-- start of Page excerpt --

16 While Paul was waiting for them in Athens, he was greatly distressed to see that the city was full of idols. 17 So he reasoned in the synagogue with both Jews and God-fearing Greeks, as well as in the market-place day by day with those who happened to be there. 18 A group of Epicurean and Stoic philosophers began to debate with him. Some of them asked, ‘What is this babbler trying to say?’ Others remarked, ‘He seems to be advocating foreign gods.’ They said this because Paul was preaching the good news about Jesus and the resurrection. 19 Then they took him and brought him to a meeting of the Areopagus, where they said to him, ‘May we know what this new teaching is that you are presenting? 20 You are bringing some strange ideas to our ears, and we would like to know what they mean.’ 21 (All the Athenians and the foreigners who lived there spent their time doing nothing but talking about and listening to the latest ideas.)

22 Paul then stood up in the meeting of the Areopagus and said: ‘People of Athens! I see that in every way you are very religious. 23 For as I walked around and looked carefully at your objects of worship, I even found an altar with this inscription: to an unknown god. So you are ignorant of the very thing you worship – and this is what I am going to proclaim to you.

24 ‘The God who made the world and everything in it is the Lord of heaven and earth and does not live in temples built by human hands. 25 And he is not served by human hands, as if he needed anything. Rather, he himself gives everyone life and breath and everything else. 26 From one man he made all the nations, that they should inhabit the whole earth; and he marked out their appointed times in history and the boundaries of their lands. 27 God did this so that they would seek him and perhaps reach out for him and find him, though he is not far from any one of us. 28 “For in him we live and move and have our being.” As some of your own poets have said, “We are his offspring.”

Today’s passage starts out with a lot of identifying labels. Paul, a believer in Jesus, is in Athens at a time not long after the resurrection of Jesus. In just the first few verses of the passage the following groups are mentioned: Jews, Greeks, Stoics, and Epicureans. Later we also get Athenians mentioned. Then notice what people thought Paul was doing by talking about Jesus and the resurrection, “he seems to be advocating foreign gods.”

What does that mean?

-- end of Page excerpt --
-- start of Material --

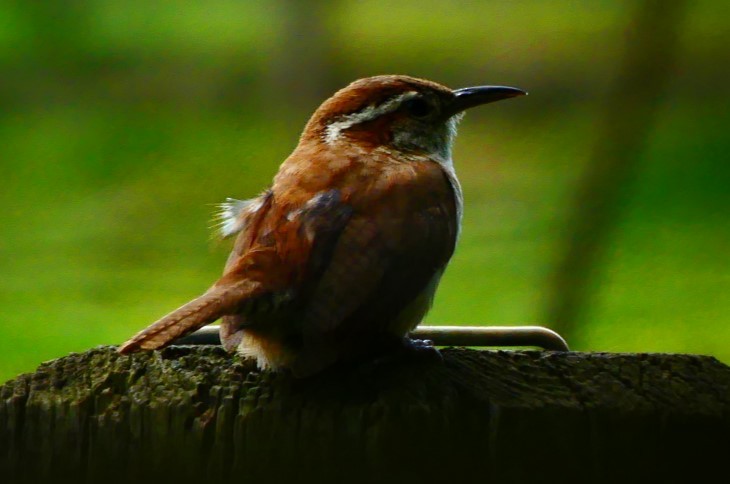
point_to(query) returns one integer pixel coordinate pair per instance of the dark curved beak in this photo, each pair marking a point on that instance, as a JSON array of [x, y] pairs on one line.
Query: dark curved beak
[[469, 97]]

-- end of Material --
-- start of Material --

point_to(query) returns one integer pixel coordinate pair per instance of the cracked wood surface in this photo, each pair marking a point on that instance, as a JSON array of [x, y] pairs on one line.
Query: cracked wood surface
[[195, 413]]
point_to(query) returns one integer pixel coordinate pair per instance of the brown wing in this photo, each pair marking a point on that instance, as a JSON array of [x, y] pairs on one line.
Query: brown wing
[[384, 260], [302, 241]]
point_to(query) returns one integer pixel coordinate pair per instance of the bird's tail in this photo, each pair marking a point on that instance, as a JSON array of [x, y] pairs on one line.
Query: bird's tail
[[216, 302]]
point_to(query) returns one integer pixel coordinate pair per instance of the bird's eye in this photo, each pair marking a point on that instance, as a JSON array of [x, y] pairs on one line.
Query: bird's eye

-- end of Material --
-- start of Material --

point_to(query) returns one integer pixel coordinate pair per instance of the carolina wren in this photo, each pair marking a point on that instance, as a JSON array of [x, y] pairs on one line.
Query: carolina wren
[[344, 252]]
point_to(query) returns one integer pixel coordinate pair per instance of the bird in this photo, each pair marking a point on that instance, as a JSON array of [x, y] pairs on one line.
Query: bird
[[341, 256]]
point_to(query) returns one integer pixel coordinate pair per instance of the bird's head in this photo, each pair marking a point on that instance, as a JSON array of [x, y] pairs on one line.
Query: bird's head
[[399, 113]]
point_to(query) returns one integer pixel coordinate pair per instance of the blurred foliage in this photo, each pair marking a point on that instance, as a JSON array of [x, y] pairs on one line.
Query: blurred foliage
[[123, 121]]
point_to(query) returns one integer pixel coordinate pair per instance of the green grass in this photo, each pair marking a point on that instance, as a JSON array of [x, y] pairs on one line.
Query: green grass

-- end of Material --

[Tasks to complete]:
a) In the passage about Paul in Athens, what inscription did Paul find on an altar?
b) Carry on the reflection on Paul's visit to Athens, starting right after its final sentence.

[Answers to the tasks]:
a) To an unknown god.

b)
It means that in the worldviews of the Ancient Near East, and Ancient Mediterranean, different groups of people had their own specific gods. People generally had the view that Jews had their god, Greeks had their gods, Athenians had Athena, etc. What’s Paul doing, they wondered? He is advocating foreign gods. We haven’t heard about this god. Whose god is this god? Must be a god of foreign people. Surely not our god. We are Jews, Greeks, Stoics, Epicureans, Athenians, etc.  

Isn’t it fascinating how often we put our labels before our beliefs? Where does that lead us? If I’m a part of this group, and this group believes this thing, then I believe it too. To say nothing of whatever that belief may be, or whether it is true, or whether it is good, or if it fits in with anything else I might believe. 

Paul’s message is actually so radically different from this segregated worldview. He goes on to tell the curious among all the people from all the different groups that there is a God that transcends all our human labels. “The God who made the world and everything in it does not live in Temples made by human hands.” So much so that Paul regards all his hearers as, “God’s offspring.”

God’s Children.

Not Jews, Greeks, Stoics, Epicureans, rich, poor, Scots, English, Irish, Americans, Southerners, Northerners, educated, uneducated. . . 

God’s Children.

 

Prayer:

 

Dear God we proclaim that you are the God that made the world and everything in it! You do not live in temples built by human hands. You give us life and breath, and we live and breathe and have our being in you. We reach out to you!

 

Today, empower us to see our neighbours as God’s children, no matter what other labels the world might place on them. No matter if our neighbours know it or not, may we see them as your precious children, for whom you died on the cross paying an immeasurable price for their salvation.  

 

Amen!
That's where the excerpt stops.